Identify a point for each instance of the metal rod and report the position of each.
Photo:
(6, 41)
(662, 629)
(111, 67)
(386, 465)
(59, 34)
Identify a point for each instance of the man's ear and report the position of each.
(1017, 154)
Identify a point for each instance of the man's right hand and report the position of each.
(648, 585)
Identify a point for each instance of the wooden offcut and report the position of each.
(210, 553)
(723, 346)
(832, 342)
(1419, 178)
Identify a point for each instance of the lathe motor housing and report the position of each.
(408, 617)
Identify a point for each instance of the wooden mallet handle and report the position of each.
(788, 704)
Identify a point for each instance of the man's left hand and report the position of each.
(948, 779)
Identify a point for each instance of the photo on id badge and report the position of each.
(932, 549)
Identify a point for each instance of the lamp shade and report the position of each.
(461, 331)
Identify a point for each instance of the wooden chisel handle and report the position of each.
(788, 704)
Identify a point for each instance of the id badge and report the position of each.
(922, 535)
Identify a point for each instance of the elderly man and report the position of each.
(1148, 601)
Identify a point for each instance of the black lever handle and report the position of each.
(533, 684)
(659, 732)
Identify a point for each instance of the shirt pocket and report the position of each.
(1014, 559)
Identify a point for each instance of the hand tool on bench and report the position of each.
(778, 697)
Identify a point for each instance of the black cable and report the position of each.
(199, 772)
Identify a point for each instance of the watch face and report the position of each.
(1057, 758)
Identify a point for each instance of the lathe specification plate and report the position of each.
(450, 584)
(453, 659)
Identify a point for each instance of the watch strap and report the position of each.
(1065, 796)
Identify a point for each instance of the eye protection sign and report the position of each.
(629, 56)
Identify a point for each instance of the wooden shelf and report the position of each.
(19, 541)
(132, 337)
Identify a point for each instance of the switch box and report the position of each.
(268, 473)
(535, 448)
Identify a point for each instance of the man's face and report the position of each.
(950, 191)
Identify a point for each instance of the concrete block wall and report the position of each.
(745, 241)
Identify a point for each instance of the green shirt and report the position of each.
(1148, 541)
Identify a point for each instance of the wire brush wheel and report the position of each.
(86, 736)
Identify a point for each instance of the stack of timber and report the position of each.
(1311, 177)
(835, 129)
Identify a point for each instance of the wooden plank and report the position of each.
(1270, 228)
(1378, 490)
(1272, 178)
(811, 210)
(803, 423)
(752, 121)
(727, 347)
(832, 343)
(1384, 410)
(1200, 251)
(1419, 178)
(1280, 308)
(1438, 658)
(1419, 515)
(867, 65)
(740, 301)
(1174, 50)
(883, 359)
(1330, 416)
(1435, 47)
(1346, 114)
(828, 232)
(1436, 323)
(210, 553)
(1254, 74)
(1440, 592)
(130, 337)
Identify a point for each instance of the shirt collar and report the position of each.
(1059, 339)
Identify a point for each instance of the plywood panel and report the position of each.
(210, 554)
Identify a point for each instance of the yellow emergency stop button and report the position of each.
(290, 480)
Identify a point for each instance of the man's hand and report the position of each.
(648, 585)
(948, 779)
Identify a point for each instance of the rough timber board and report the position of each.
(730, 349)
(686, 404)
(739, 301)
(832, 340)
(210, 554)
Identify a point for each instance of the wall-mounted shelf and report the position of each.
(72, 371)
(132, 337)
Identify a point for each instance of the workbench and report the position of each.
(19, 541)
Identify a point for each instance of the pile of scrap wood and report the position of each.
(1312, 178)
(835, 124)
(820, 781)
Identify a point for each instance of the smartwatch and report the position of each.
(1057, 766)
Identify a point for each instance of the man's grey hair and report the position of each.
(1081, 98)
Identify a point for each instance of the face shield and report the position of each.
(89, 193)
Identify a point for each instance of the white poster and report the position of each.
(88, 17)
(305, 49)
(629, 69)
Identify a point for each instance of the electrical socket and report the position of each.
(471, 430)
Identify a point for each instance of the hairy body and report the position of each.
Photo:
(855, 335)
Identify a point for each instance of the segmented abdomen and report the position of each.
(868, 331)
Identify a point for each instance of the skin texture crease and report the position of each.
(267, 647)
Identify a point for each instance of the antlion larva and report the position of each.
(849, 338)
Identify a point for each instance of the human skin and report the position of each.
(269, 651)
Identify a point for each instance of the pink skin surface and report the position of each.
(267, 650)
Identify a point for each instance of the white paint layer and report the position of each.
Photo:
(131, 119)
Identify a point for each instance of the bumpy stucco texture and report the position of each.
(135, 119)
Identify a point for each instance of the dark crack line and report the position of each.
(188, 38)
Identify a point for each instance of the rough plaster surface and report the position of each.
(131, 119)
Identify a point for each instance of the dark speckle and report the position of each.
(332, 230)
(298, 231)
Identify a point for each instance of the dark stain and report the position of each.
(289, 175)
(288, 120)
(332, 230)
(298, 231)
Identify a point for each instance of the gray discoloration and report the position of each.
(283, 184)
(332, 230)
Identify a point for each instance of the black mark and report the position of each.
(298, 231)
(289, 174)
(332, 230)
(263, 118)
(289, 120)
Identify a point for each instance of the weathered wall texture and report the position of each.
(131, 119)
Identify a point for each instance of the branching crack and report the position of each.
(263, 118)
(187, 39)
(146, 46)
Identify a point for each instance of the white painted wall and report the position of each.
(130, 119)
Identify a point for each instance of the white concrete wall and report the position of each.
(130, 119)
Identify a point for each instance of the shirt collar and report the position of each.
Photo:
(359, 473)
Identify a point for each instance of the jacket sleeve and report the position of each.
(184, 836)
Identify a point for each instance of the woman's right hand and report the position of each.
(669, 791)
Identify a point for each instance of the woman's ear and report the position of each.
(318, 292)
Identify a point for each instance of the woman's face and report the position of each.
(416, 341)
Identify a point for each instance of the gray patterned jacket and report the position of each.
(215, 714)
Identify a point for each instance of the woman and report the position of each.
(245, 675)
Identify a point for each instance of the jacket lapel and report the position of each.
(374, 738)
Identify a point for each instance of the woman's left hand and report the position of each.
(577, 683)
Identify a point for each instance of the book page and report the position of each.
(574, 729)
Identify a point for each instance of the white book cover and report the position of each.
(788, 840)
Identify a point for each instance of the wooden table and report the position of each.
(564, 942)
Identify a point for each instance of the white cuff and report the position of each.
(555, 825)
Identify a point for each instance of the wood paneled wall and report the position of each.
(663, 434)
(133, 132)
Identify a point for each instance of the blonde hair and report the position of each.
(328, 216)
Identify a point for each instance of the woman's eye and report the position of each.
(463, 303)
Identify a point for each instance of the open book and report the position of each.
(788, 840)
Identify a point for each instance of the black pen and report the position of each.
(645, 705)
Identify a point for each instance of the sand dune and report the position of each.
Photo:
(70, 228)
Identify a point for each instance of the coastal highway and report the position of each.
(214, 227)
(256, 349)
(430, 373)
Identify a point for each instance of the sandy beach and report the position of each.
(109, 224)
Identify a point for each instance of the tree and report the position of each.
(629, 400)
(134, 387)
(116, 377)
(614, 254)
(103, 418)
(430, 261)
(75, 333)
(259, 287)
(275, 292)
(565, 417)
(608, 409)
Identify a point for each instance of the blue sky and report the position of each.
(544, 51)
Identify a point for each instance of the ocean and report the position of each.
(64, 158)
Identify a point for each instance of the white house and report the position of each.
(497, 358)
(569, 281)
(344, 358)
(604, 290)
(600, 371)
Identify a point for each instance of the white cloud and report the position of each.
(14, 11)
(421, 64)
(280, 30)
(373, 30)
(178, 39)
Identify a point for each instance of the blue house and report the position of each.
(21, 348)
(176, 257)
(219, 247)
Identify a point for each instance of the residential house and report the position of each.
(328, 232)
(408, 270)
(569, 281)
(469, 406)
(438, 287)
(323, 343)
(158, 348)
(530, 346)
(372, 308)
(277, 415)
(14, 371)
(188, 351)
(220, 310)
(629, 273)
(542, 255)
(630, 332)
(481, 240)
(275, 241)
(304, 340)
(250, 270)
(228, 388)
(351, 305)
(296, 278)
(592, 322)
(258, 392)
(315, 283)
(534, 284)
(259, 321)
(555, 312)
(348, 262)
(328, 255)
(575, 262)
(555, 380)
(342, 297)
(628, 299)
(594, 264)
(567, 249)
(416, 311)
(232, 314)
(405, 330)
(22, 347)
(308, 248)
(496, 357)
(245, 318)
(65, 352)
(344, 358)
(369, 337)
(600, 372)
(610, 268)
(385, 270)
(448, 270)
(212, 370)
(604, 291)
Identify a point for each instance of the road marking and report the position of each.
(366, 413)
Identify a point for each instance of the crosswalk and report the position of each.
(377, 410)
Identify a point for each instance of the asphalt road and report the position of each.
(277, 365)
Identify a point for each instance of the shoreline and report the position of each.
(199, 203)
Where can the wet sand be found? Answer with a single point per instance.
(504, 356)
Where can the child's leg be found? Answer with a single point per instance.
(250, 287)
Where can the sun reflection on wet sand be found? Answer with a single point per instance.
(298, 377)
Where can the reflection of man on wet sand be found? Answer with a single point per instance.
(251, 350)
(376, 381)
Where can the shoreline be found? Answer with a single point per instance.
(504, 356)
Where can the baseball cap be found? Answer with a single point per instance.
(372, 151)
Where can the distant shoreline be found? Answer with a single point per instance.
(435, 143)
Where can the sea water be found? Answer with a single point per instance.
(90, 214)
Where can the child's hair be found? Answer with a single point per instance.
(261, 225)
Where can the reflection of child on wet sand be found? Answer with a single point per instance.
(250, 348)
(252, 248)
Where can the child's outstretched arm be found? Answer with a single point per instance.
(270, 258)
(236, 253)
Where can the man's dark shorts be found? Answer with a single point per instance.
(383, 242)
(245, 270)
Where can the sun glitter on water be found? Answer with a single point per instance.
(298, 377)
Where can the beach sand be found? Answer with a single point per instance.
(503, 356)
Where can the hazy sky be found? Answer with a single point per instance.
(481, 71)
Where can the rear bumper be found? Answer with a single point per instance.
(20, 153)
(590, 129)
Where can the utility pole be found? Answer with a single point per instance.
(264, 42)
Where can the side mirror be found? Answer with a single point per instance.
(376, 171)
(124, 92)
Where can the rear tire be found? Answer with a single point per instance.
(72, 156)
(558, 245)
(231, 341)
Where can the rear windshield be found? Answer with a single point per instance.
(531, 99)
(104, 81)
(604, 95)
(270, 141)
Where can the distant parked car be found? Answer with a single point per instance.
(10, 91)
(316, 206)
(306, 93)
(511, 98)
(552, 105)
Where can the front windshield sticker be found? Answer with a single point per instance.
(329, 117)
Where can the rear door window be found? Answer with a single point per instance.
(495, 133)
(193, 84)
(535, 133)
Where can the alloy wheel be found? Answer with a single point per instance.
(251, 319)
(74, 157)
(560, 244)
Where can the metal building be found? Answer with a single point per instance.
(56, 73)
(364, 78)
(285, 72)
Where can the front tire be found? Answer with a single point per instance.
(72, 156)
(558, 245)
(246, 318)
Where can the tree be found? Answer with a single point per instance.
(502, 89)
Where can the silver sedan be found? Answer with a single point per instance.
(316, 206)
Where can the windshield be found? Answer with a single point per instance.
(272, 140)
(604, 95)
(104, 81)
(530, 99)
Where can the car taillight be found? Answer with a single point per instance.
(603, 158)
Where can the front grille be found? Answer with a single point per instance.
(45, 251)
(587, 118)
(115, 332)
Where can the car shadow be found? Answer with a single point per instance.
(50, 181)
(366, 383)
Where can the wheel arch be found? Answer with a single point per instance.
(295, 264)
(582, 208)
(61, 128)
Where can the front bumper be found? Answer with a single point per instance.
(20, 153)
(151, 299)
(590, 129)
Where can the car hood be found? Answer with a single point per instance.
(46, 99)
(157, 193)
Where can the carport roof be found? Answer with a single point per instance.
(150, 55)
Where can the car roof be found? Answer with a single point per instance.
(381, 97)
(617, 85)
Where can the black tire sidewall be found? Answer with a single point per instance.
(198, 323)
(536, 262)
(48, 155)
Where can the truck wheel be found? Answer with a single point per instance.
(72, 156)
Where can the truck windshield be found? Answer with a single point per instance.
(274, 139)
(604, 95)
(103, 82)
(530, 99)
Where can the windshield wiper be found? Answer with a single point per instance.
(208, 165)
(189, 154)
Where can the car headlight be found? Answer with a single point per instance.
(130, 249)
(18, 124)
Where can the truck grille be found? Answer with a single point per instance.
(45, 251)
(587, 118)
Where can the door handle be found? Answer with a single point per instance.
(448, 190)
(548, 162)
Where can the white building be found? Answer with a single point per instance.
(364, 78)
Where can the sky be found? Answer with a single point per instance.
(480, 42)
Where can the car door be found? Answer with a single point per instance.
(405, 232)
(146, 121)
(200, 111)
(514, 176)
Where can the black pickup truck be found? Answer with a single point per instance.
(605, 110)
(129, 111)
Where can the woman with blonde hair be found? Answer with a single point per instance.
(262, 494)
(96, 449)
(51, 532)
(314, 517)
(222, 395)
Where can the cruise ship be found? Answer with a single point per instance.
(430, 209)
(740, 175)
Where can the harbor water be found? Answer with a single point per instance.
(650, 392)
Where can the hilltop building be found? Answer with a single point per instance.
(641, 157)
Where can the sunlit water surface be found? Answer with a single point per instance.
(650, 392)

- Set task
Retype the records without any change, from the first line of the records through the line with "(1014, 559)", including both of those lines.

- Result for this exercise
Identify a point for each instance of the metal rod and report the position of each.
Photo:
(6, 41)
(662, 629)
(111, 67)
(386, 465)
(59, 34)
Identify a point for each instance of the man's ear and report the position of each.
(1017, 154)
Identify a point for each instance of the man's right hand and report the position of each.
(648, 585)
Identify a point for each instance of the wooden offcut and report the position of each.
(210, 553)
(723, 346)
(832, 342)
(1419, 178)
Identify a point for each instance of the lathe motor housing and report the position of each.
(408, 617)
Identify a point for each instance of the wooden mallet handle and report the position of each.
(788, 704)
Identify a point for each instance of the man's left hand and report the position of each.
(948, 779)
Identify a point for each instance of the photo on id badge and report the position of each.
(932, 549)
Identify a point for each instance of the lamp shade and report the position of each.
(461, 331)
Identify a point for each instance of the wooden chisel handle and report the position of each.
(788, 704)
Identify a point for each instance of the id badge and report the position of each.
(922, 535)
Identify a point for each instance of the elderly man and report the position of each.
(1148, 601)
Identify a point for each instance of the black lever handle and report the position of each.
(533, 684)
(659, 732)
Identify a point for each instance of the shirt pocket and report the position of each.
(1014, 559)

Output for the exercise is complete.